##### Data section

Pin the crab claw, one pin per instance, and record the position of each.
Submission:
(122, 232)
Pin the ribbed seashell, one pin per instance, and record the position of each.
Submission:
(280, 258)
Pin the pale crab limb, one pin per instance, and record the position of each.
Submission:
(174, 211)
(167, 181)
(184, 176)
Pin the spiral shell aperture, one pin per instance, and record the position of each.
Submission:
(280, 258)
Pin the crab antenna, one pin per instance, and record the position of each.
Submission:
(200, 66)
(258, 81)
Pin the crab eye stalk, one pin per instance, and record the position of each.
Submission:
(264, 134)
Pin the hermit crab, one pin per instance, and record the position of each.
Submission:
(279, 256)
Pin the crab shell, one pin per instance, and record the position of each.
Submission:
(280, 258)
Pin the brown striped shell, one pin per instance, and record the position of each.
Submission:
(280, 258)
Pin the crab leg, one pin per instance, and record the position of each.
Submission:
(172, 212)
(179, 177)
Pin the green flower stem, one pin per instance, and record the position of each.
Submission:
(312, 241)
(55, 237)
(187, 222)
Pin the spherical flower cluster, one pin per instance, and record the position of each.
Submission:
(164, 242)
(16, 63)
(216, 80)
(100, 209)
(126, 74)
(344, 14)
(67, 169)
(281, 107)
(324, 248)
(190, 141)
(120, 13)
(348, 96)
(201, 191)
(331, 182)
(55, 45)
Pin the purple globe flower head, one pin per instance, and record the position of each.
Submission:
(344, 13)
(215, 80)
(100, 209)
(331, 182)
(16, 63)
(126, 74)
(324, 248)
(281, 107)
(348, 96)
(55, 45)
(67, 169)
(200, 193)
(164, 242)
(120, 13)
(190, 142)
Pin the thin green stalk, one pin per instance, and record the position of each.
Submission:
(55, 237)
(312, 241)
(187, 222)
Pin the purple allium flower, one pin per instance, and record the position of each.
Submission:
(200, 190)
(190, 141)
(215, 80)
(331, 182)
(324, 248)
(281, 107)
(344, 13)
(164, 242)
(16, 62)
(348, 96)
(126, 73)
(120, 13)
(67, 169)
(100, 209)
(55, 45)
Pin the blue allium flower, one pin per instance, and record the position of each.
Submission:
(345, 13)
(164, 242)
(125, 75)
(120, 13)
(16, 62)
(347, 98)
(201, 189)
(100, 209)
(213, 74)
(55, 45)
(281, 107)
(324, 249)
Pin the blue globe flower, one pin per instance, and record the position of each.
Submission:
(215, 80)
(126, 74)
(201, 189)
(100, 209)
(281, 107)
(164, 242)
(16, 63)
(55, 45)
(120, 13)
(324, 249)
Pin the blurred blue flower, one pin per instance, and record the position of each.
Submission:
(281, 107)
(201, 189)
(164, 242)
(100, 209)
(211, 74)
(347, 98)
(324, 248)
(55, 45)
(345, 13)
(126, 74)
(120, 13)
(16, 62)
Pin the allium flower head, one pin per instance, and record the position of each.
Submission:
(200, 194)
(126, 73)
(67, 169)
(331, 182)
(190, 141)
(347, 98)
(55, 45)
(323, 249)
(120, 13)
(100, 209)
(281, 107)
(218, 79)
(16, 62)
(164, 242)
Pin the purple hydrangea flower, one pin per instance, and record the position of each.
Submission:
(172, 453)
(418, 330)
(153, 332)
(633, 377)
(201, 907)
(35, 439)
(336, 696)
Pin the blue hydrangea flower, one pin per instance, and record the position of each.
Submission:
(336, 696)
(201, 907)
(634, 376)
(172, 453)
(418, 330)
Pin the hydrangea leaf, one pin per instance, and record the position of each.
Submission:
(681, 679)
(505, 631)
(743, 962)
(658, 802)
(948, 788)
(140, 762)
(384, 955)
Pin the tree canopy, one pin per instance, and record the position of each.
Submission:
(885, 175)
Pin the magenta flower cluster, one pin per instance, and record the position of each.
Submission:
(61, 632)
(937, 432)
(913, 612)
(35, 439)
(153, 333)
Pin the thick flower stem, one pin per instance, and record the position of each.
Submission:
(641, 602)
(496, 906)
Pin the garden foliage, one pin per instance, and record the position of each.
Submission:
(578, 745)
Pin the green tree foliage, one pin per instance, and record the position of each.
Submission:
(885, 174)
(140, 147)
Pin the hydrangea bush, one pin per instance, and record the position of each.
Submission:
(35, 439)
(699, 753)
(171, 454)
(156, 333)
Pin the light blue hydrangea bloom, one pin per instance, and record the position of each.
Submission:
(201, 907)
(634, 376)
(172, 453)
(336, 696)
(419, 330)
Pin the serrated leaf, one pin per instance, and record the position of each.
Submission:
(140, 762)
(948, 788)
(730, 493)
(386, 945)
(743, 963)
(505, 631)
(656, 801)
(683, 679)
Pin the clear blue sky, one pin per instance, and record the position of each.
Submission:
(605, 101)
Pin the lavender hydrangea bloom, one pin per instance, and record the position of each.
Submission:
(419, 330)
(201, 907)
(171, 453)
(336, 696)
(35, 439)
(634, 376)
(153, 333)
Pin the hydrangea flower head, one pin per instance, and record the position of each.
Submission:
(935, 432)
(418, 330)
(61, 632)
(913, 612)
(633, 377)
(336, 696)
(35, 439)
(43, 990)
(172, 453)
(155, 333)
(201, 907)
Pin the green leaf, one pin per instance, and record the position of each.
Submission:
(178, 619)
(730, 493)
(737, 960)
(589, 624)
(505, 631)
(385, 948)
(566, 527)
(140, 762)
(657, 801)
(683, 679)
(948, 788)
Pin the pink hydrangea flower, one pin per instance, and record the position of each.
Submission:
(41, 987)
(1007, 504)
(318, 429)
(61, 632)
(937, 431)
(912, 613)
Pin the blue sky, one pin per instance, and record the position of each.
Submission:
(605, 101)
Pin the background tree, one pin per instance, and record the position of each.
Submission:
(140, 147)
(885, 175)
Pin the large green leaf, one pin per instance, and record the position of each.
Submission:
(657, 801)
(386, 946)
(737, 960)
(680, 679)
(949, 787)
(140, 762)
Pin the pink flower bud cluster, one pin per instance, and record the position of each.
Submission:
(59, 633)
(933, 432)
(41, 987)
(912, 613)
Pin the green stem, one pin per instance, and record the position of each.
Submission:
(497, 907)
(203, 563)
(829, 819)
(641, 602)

##########
##### Data section

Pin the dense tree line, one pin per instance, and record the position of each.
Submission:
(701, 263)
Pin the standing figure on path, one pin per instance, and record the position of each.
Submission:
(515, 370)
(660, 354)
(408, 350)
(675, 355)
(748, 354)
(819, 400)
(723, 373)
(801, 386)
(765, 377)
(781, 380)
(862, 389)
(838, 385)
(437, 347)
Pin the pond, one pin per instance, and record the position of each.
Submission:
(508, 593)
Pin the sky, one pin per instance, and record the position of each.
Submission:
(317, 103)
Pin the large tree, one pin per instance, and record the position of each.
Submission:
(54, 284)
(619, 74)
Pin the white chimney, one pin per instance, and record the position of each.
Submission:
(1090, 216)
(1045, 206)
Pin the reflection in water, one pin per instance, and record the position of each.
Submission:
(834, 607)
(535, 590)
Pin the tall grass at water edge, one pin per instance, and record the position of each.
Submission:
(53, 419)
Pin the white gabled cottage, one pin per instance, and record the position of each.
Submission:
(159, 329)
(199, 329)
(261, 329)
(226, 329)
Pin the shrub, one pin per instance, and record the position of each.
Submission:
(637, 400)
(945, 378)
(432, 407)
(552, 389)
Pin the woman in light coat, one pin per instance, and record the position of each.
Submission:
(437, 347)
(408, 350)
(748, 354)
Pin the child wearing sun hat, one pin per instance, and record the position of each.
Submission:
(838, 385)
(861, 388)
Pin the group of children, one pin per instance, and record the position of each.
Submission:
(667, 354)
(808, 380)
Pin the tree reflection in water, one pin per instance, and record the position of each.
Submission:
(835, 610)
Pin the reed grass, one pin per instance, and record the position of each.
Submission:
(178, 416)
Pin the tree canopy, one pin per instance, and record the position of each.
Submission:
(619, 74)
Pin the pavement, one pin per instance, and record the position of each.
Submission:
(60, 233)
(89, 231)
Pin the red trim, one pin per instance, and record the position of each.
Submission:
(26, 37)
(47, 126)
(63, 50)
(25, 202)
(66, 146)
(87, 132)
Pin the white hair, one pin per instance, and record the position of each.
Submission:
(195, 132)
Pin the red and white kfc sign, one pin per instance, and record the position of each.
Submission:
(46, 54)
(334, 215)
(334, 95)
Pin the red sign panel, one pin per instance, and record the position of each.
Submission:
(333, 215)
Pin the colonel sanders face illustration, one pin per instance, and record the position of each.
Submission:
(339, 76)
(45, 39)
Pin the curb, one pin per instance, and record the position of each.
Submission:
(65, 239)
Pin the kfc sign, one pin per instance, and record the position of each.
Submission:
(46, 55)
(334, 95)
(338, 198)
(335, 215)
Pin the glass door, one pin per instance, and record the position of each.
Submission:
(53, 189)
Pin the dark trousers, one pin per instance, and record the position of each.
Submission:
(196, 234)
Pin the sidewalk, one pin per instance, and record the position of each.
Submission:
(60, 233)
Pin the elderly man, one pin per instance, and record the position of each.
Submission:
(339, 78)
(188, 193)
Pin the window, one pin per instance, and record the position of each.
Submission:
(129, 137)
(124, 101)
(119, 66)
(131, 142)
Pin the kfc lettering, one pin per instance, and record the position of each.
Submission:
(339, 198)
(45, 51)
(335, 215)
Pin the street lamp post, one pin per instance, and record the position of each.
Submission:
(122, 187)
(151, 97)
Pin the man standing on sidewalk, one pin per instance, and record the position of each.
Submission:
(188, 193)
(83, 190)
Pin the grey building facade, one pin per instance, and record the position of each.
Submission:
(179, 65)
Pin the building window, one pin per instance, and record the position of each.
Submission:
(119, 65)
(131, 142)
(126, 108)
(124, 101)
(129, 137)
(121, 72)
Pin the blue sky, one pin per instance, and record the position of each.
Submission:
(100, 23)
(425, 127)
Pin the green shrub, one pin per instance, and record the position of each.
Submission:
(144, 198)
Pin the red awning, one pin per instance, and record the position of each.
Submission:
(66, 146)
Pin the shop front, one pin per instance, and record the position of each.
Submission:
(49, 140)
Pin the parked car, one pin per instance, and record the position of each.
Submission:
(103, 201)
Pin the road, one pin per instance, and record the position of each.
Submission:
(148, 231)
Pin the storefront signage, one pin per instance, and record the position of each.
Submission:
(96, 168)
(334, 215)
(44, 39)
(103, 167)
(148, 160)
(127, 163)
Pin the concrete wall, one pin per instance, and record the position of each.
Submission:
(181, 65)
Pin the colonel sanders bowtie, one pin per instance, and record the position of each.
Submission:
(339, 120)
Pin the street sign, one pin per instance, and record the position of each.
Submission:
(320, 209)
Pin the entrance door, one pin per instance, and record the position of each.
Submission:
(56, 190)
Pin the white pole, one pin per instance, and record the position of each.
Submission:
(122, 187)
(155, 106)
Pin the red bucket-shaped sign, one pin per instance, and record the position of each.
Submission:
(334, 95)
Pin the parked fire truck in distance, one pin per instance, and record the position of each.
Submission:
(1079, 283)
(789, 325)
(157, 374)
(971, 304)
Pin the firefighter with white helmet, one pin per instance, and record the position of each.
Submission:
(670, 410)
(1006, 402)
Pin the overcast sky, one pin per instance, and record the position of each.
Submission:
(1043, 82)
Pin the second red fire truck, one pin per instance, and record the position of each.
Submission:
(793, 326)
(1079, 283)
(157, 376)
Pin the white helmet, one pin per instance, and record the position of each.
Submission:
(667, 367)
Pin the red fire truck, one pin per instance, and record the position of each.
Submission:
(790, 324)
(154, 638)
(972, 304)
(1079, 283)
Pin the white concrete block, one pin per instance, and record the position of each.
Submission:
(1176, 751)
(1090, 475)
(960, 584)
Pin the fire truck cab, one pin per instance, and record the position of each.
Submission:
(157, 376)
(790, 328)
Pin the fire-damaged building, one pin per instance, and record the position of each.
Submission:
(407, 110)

##########
##### Data section

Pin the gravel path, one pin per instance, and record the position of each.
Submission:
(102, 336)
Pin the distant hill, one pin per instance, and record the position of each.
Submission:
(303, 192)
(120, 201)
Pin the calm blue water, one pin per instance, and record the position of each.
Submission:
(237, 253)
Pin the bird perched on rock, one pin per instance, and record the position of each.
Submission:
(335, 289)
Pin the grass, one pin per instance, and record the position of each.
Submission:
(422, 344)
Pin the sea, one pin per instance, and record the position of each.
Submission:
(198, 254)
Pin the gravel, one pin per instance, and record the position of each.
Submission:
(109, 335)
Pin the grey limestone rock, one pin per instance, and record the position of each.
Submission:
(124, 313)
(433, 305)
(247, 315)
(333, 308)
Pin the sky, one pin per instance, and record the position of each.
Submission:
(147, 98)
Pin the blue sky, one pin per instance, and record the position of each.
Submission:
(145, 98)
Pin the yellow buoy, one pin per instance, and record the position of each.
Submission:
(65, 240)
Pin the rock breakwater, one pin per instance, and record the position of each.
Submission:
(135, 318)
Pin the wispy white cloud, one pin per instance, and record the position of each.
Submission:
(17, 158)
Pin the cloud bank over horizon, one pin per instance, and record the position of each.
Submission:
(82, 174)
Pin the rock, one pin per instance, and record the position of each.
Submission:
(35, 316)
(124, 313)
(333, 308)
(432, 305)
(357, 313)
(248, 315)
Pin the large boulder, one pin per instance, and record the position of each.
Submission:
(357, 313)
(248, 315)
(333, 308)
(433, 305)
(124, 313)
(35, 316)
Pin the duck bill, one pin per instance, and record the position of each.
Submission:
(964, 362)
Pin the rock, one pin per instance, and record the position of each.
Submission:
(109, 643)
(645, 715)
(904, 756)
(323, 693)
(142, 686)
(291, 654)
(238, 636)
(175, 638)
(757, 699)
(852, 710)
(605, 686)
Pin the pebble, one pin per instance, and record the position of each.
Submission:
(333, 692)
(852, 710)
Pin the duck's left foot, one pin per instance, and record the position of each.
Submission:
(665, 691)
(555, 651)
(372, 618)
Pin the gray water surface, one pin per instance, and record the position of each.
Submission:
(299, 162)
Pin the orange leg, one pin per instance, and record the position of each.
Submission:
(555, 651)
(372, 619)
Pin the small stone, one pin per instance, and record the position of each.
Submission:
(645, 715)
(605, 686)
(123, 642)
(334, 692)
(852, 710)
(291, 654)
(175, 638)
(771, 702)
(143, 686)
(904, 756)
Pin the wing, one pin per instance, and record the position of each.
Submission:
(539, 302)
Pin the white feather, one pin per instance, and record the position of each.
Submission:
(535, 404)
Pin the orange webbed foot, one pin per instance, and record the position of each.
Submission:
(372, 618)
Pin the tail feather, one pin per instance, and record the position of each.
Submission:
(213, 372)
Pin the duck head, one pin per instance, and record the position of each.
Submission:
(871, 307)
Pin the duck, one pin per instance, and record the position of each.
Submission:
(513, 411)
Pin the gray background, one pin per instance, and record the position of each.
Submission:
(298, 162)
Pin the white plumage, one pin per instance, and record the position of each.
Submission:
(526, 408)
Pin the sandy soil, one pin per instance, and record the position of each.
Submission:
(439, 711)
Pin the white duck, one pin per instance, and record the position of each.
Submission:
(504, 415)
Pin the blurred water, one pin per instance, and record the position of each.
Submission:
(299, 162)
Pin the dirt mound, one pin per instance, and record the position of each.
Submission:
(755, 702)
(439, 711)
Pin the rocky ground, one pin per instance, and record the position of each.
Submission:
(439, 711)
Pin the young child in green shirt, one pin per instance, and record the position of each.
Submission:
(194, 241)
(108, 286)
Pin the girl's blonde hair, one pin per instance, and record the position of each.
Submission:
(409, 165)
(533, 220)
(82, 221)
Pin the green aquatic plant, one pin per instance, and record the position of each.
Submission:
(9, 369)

##########

◆ Problem ◆
Count the lines in the rows above that contain the word "cloud", matching case exactly. Reply with the number alone.

◆ Finished exercise ◆
2